Provided records START

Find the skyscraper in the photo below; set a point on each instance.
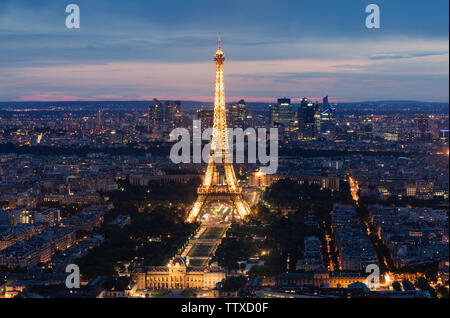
(328, 119)
(309, 119)
(173, 112)
(422, 127)
(100, 120)
(155, 115)
(282, 113)
(240, 116)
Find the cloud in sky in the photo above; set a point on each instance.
(284, 48)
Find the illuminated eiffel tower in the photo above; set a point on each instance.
(228, 191)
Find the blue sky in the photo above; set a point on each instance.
(143, 49)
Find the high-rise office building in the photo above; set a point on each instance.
(206, 117)
(282, 113)
(365, 131)
(309, 118)
(240, 116)
(328, 119)
(100, 120)
(173, 113)
(422, 127)
(155, 115)
(118, 120)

Provided records END

Exercise objective:
None of the pictures should appear; repeat the records exactly otherwise.

Solution to this problem:
Find the skyscraper in the photo below; set a point on each instance.
(328, 119)
(309, 119)
(173, 112)
(422, 127)
(100, 120)
(155, 115)
(282, 113)
(240, 116)
Find the cloud in sky in the photo above; set a point on each instance.
(284, 48)
Find the illuminated eiffel tower in the photo above; set a point on each instance.
(228, 191)
Find the blue sky in the photo above; set a point on each instance.
(143, 49)
Find the high-rise office building in the photo above; set a point on each instance.
(206, 117)
(282, 113)
(365, 131)
(309, 118)
(240, 116)
(328, 119)
(100, 120)
(173, 113)
(422, 127)
(155, 115)
(118, 120)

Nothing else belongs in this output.